DATA PROVIDED
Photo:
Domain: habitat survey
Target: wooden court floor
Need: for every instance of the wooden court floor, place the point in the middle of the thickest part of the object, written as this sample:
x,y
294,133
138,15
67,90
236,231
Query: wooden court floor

TASK INSTRUCTIONS
Return the data exactly, every line included.

TASK SOLUTION
Photo:
Domain: habitat survey
Target: wooden court floor
Need: for every instance of the wooden court floor, place the point in the middle of the thickest part of the object, written as this sample:
x,y
294,133
138,15
67,90
236,231
Query: wooden court floor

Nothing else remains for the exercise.